■ WHAT YOU HAVE TO DO
Print all of the records below word for word, but leave out the pictures.

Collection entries
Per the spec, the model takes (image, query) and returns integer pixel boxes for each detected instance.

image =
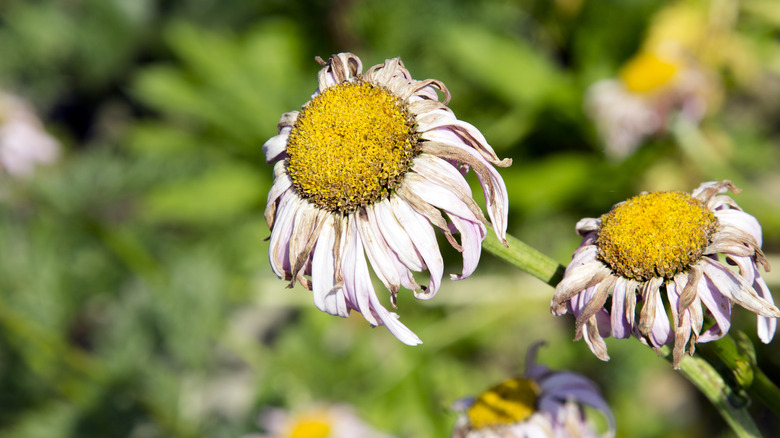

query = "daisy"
[452,343,615,438]
[263,53,511,345]
[551,181,780,368]
[244,404,391,438]
[585,47,717,159]
[0,91,60,178]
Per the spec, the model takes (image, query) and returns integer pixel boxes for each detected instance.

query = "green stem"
[699,331,780,415]
[661,346,761,437]
[482,228,566,287]
[482,229,764,437]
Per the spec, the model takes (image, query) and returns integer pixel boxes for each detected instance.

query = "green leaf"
[141,164,265,224]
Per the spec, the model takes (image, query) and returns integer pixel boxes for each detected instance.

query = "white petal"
[311,215,349,318]
[389,196,444,299]
[263,127,292,163]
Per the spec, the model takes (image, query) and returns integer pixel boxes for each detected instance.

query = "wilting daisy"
[452,343,615,438]
[585,47,717,159]
[551,181,780,368]
[244,404,391,438]
[263,53,511,345]
[0,91,60,177]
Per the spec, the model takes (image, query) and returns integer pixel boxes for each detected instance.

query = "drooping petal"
[354,209,401,296]
[697,268,731,342]
[268,194,303,280]
[702,257,780,318]
[610,277,634,339]
[753,274,777,344]
[311,215,349,318]
[550,261,610,316]
[263,126,292,164]
[368,199,424,272]
[450,216,487,280]
[317,53,363,92]
[390,197,444,299]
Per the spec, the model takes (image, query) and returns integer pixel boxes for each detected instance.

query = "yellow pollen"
[597,192,718,281]
[287,80,419,213]
[620,52,677,93]
[288,414,331,438]
[467,378,539,429]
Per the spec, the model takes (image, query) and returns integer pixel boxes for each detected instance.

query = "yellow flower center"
[288,414,331,438]
[597,192,718,281]
[620,52,677,93]
[287,80,419,213]
[467,378,539,429]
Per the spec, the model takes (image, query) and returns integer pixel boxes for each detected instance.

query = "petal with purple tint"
[450,216,487,280]
[368,199,426,272]
[354,210,401,295]
[311,216,349,318]
[268,193,303,280]
[263,126,292,164]
[753,274,777,344]
[390,197,444,299]
[610,277,634,339]
[697,276,731,342]
[702,257,780,318]
[715,210,762,248]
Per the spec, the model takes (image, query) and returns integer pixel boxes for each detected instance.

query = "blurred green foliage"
[0,0,780,438]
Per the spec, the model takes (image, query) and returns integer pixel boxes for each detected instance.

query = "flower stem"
[482,228,566,287]
[700,331,780,415]
[661,346,761,437]
[482,229,764,437]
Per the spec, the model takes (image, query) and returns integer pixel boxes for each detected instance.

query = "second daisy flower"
[263,53,511,345]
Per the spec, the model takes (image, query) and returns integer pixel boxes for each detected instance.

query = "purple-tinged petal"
[317,53,363,92]
[697,276,731,342]
[610,277,634,339]
[264,161,292,230]
[574,217,601,236]
[753,278,777,344]
[404,173,482,226]
[311,215,349,318]
[341,219,379,326]
[353,209,401,297]
[649,292,674,347]
[368,199,426,272]
[714,210,762,248]
[702,257,780,318]
[268,193,304,280]
[450,215,487,280]
[390,196,444,299]
[550,261,610,316]
[263,126,292,164]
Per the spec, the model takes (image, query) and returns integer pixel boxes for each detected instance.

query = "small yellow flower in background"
[0,91,61,178]
[584,1,744,159]
[551,181,780,368]
[263,53,511,345]
[244,404,392,438]
[585,44,720,159]
[452,343,615,438]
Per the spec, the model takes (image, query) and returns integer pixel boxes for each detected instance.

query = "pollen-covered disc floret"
[596,192,718,281]
[287,81,418,212]
[467,377,539,429]
[551,181,780,368]
[263,53,511,345]
[452,343,615,438]
[253,403,392,438]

■ EXPECTED ANSWER
Per the spec, the model takes (image, query) and returns integer pixel boxes for each detected instance.

image =

query = "daisy"
[452,343,615,438]
[263,53,511,345]
[551,181,780,368]
[244,404,391,438]
[585,47,717,159]
[0,91,60,178]
Per the spec, the model takes (image, query) and returns integer pixel boxes for each detected instance.

query = "green stem"
[699,331,780,415]
[661,346,761,437]
[482,228,566,287]
[482,229,764,437]
Per the spec, the model takes (image, query) and returns integer pixel boxes for each detected instance.

query = "green leaf"
[141,164,265,224]
Per the spec, the model takes (image, query) and returns integer pixel boxes for each detected instance.

query = "white petal"
[311,215,349,318]
[389,196,444,299]
[263,127,292,163]
Per the spec, the model takes (image, query) and returns integer pixel boxes for each detected instance.

query = "wilting daisy"
[452,343,615,438]
[585,47,717,159]
[551,181,780,368]
[244,404,391,438]
[263,53,511,345]
[0,91,60,177]
Per the spec, the model takes (image, query) and returns integer pixel boxes for each detected instance.

query = "drooping petal"
[354,209,401,296]
[697,268,731,342]
[268,194,303,280]
[702,257,780,318]
[610,277,634,339]
[753,274,777,344]
[311,215,349,318]
[550,261,610,316]
[263,126,292,164]
[368,199,424,272]
[450,216,487,280]
[317,53,363,92]
[390,197,444,299]
Per the spec, the model takes (image, query) and returns integer pixel boxes for each detected instance.

query = "yellow pollen"
[597,192,718,281]
[287,80,419,213]
[620,52,677,93]
[288,414,331,438]
[467,378,539,429]
Per the spec, the model takes (image, query) and returns integer pixel boxes for each detected instance.

query = "yellow flower center"
[288,414,331,438]
[597,192,718,281]
[620,52,677,93]
[287,80,419,213]
[467,378,539,429]
Per the spec, the model takes (image, query) and returns integer pixel boxes for each detected instance.

query = "petal with purple tint"
[450,216,487,280]
[368,199,426,272]
[354,210,401,295]
[311,216,349,318]
[268,193,303,280]
[263,126,292,164]
[753,274,777,344]
[390,197,444,299]
[610,277,634,339]
[697,276,731,342]
[702,257,780,318]
[715,210,762,248]
Per the spec, the model takes (image, query) and returns integer pixel boxes for each detected instance.

query = "blurred green foliage"
[0,0,780,438]
Per the spec, the model takes (image, query) and returns integer pixel boxes for each detected instance.

query = "flower stem"
[482,228,566,287]
[700,331,780,415]
[661,346,761,437]
[482,229,764,437]
Per the spec, the model takes (image, query) and returns integer pixel boxes for each detected instance.

query = "second daisy flower"
[263,53,511,345]
Per the spec, the model takes (image, query) and returns integer pixel boxes for each detected instance.

query = "purple-tinged petal"
[317,53,363,92]
[697,276,731,342]
[610,277,634,339]
[264,161,292,230]
[574,217,601,236]
[753,278,777,344]
[404,173,482,226]
[311,215,349,318]
[341,219,379,326]
[353,209,401,297]
[649,292,674,347]
[368,199,426,272]
[714,210,762,248]
[702,257,780,318]
[268,193,304,280]
[450,215,487,280]
[390,196,444,299]
[550,261,610,316]
[263,126,292,164]
Per the spec, the model takes (image, query) and returns integer pixel boxes for each detected instance.

query = "small yellow flower in background"
[0,91,61,178]
[584,1,744,159]
[551,181,780,368]
[263,53,511,345]
[244,404,392,438]
[585,44,720,159]
[452,343,615,438]
Per the spec, the model takes (image, query) and returns integer pixel boxes for each detected instance.

query = "pollen-covered disc floret"
[596,192,718,281]
[287,81,418,212]
[467,377,539,429]
[551,181,780,368]
[263,53,511,345]
[452,343,615,438]
[253,403,392,438]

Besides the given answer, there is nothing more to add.